## Written task
Gather each line from the listing below that contains the string "Target". Case counts.
#####
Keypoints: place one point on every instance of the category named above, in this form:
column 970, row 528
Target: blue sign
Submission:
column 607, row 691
#####
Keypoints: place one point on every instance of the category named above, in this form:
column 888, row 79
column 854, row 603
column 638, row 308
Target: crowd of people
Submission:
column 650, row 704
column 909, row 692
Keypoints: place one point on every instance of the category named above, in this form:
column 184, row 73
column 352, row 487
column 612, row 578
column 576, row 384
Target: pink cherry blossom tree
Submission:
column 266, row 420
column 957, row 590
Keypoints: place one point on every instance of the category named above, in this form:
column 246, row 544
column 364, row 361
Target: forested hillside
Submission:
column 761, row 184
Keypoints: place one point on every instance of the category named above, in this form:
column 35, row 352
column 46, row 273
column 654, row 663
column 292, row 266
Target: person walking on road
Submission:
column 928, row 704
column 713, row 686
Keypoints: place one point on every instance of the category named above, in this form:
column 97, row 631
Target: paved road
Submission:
#####
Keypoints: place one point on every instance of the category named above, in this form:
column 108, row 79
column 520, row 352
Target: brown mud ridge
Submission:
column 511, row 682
#####
## Complete output
Target: blue sign
Target: crowd of people
Target: pink cherry blossom tree
Target: forested hillside
Target: person walking on road
Target: paved road
Target: brown mud ridge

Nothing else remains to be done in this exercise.